# Excerpt to read
According to a study released by the US Centers for Disease Control and Prevention, fewer US schools are making soda, candy bars and other types of 'junk food' available on their premises.
"The school environment is a key setting for influencing children's food choices and eating habits," said Howell Wechsler, director of CDC's Division of Adolescent and School Health, in hailing a trend toward healthier food in US schools.
"By ensuring that only healthy food options are available, schools can model healthy eating behaviors, help improve students' diets, and help young people establish lifelong healthy eating habits," he said.
Meanwhile, the percentage of secondary schools not selling candy or salty, fatty snacks rose from 46 percent in 2006 to 64 percent in 2008.
The report highlights a growing push across the United States to stem an obesity epidemic that finds nearly one-third of youth in some 30 US states either overweight or obese.
Sweets, salty snacks and sugary soft drinks are seen as prime culprits in Americans' expanding waistlines, with one can of soda pop, the daily beverage of choice for millions of Americans, packing around 140 calories.
The CDC found the greatest improvements in states that have adopted strong school nutrition standards and policies for foods and beverages sold outside school meal programs, such as in vending machine on school property.
The sharpest decline in the sale of junk food was found in the southern US states of Mississippi and Tennessee, the agency said.
"Mississippi and Tennessee are excellent examples of this progress. However, there are still far too many schools selling less nutritious foods and beverages," said Wechsler.
The CDC survey is conducted every two years, and tracks physical education requirements, school health policies related to HIV/AIDS, tobacco-use prevention, nutrition and other major health indicators.

# Activities
- 1) In the article on junk food in US schools, retype the passage starting at "According to a" and ending at "in US schools.".
- 2) Translate this sentence from the article on junk food in US schools into Spanish: "The sharpest decline in the sale of junk food was found in the southern US states of Mississippi and Tennessee, the agency said."

# Supplied data
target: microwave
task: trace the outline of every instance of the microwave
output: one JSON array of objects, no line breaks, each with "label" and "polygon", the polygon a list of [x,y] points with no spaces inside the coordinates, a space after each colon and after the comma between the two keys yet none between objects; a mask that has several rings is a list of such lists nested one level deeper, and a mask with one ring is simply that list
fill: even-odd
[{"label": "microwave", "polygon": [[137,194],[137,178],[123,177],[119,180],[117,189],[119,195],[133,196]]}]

# Task responses
- 1)
According to a study released by the US Centers for Disease Control and Prevention, fewer US schools are making soda, candy bars and other types of 'junk food' available on their premises.
"The school environment is a key setting for influencing children's food choices and eating habits," said Howell Wechsler, director of CDC's Division of Adolescent and School Health, in hailing a trend toward healthier food in US schools.

- 2) La disminución más marcada en la venta de comida chatarra se encontró en los estados del sur de EE. UU., Misisipi y Tennessee, dijo la agencia.